**Requirements**
Rewrite the stretch of the listing below, from the line containing "[spot] the metal pole, one" through the end of the listing, as a numbered list with blank lines omitted.

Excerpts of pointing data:
·····
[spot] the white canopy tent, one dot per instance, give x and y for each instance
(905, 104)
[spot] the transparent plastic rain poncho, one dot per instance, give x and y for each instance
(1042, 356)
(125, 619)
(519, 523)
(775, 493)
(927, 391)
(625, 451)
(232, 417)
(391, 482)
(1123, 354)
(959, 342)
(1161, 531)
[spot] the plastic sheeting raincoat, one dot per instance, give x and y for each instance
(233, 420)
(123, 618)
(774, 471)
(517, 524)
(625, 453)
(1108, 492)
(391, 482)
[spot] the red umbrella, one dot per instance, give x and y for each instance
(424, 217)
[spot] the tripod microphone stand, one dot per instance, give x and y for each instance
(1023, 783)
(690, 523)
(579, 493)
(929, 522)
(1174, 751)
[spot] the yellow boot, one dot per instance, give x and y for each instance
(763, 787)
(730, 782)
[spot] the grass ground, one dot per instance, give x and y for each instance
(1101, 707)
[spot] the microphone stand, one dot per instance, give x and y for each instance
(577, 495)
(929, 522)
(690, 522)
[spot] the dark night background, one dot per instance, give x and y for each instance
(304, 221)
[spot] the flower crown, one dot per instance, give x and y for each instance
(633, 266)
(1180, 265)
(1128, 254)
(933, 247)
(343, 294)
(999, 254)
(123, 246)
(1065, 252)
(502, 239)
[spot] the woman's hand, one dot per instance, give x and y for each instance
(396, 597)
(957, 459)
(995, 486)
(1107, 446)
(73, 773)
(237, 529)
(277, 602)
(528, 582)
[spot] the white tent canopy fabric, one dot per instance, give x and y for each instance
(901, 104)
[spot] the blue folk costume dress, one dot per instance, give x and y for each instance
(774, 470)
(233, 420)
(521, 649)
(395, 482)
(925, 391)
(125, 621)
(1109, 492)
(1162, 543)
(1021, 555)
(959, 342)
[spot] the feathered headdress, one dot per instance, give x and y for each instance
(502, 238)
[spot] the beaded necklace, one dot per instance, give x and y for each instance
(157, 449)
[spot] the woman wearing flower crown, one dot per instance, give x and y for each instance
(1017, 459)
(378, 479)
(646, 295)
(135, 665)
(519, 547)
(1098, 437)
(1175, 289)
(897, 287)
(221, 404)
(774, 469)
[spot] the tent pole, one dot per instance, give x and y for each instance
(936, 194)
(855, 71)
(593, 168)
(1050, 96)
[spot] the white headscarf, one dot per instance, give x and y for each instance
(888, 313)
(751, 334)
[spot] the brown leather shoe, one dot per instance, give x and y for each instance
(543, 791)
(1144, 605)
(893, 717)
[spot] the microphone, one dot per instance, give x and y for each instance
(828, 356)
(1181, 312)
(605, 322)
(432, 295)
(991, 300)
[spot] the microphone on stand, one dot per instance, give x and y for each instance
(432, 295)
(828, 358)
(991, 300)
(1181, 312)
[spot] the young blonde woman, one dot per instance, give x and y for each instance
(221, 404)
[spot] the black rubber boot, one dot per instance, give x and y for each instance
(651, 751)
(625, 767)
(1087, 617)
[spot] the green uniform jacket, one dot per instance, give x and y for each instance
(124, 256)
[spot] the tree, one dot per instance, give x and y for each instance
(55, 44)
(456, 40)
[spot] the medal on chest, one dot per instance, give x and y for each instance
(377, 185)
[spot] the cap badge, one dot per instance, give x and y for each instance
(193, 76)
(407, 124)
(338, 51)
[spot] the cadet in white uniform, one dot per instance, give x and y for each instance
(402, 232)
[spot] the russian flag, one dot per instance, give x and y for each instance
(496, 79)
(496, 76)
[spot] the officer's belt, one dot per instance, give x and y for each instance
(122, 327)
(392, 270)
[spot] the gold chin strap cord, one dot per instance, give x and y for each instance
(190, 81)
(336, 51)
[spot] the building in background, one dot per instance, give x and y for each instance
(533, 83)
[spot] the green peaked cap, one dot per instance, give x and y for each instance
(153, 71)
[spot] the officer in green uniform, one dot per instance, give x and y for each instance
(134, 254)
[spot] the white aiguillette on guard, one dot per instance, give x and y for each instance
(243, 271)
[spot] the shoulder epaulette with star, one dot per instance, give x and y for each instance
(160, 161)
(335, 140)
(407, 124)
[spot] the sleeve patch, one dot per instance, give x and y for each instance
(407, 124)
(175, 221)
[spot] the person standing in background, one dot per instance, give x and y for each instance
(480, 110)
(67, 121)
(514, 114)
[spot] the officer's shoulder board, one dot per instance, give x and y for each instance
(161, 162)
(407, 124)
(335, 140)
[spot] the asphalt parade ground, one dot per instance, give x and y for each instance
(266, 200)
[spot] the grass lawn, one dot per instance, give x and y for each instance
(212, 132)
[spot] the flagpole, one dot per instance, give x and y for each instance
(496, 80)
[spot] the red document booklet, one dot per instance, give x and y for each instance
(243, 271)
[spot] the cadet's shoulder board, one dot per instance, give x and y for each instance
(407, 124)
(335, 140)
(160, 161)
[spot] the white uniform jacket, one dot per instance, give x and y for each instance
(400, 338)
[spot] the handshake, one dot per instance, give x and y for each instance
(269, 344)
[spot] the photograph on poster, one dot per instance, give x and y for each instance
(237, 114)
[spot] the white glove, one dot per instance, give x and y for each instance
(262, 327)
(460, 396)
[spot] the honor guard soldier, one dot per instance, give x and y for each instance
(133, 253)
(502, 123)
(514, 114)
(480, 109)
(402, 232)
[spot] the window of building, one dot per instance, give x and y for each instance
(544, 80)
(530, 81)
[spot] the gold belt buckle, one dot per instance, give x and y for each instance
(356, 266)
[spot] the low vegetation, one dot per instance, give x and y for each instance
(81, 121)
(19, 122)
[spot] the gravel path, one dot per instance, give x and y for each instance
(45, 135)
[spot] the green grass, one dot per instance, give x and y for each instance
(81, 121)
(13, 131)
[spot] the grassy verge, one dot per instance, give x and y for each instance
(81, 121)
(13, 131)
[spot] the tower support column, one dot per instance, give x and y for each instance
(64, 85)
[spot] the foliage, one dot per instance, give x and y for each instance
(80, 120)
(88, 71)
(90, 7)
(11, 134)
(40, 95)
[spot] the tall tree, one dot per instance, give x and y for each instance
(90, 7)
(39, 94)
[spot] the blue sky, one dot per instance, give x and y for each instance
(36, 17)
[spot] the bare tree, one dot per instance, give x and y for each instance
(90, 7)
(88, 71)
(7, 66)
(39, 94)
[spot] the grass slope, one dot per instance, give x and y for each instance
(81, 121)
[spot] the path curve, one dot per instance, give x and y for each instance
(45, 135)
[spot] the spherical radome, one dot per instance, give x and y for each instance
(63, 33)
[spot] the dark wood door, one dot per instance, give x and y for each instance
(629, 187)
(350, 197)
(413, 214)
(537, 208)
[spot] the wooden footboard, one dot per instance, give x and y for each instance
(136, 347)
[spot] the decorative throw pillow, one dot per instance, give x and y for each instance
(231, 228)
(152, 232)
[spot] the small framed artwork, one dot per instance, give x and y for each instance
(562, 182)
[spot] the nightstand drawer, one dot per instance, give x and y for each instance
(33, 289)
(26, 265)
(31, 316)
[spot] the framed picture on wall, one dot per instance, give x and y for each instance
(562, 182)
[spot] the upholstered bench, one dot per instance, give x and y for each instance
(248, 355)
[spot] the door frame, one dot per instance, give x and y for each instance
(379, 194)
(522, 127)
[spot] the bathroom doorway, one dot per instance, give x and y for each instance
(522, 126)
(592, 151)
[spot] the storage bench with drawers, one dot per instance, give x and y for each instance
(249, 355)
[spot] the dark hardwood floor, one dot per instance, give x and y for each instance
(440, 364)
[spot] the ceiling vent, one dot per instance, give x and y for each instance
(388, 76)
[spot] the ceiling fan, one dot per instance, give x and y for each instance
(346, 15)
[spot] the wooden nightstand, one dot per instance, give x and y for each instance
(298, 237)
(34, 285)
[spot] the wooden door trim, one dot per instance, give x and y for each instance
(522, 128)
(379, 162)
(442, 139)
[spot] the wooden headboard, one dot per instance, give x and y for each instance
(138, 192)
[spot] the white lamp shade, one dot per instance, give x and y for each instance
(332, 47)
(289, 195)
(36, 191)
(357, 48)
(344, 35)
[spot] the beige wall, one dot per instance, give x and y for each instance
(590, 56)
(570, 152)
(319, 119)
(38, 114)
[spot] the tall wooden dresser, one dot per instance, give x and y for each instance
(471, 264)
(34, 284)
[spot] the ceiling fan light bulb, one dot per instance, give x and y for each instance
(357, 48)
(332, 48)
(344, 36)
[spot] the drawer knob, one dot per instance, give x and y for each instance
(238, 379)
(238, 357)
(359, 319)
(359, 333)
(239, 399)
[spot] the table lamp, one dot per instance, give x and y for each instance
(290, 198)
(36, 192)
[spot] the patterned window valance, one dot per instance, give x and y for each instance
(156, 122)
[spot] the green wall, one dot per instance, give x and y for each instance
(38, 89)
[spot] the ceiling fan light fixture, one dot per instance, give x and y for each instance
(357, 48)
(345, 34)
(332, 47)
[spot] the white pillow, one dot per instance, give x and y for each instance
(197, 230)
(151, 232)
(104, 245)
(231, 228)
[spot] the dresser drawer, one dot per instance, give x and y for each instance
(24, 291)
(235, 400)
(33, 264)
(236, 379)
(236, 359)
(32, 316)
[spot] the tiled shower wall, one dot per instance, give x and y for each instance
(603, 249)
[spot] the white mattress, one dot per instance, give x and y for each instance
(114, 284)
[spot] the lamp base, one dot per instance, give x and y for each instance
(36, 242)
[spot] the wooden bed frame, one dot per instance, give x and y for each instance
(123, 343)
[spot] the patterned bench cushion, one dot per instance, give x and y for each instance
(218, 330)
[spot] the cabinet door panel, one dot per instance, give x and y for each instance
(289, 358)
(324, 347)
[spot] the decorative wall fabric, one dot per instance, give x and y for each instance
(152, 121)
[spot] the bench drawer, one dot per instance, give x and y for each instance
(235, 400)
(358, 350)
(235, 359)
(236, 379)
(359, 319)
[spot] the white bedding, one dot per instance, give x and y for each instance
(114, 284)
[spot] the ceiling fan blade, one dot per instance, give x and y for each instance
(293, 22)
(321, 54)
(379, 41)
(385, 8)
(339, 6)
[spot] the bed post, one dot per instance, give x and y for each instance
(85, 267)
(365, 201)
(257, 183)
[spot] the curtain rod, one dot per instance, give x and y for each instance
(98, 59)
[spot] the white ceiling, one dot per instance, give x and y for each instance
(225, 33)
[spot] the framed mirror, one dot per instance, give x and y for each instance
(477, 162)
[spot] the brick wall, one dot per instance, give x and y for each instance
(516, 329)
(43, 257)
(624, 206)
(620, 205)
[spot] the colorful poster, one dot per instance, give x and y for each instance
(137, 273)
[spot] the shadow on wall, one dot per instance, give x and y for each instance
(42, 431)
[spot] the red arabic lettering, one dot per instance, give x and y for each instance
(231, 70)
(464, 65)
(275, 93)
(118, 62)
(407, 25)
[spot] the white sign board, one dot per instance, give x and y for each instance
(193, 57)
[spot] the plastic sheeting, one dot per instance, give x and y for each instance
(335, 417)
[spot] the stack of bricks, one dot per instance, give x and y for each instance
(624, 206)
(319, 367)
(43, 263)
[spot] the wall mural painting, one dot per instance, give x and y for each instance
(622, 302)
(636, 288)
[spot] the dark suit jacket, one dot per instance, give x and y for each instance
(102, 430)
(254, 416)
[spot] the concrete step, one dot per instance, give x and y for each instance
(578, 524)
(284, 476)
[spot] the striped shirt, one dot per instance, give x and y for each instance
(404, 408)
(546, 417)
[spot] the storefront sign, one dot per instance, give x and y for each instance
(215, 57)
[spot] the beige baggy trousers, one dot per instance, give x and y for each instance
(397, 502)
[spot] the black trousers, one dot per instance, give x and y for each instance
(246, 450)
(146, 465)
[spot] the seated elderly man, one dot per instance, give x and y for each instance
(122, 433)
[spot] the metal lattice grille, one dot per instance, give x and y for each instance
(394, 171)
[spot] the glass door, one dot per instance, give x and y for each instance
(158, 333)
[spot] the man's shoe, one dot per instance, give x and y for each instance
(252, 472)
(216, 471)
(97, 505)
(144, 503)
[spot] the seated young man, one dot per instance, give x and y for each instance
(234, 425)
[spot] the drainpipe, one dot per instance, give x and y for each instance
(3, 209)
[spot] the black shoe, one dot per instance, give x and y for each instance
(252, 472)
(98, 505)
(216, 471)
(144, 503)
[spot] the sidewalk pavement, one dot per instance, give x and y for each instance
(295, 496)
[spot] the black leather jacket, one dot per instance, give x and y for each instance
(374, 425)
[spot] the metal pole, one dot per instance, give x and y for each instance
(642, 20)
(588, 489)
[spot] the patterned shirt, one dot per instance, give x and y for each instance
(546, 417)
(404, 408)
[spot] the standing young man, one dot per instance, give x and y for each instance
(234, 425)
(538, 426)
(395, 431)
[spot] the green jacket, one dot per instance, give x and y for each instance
·····
**Expected output**
1. [spot] the metal pole, one dot per instance, give x and y for each instance
2. (642, 20)
3. (588, 489)
4. [spot] the patterned shirt, one dot per instance, give x and y for each instance
5. (546, 417)
6. (404, 408)
7. [spot] the standing young man, one dot per instance, give x and y for each instance
8. (234, 425)
9. (538, 426)
10. (395, 431)
11. [spot] the green jacket, one dot per instance, give x and y for each instance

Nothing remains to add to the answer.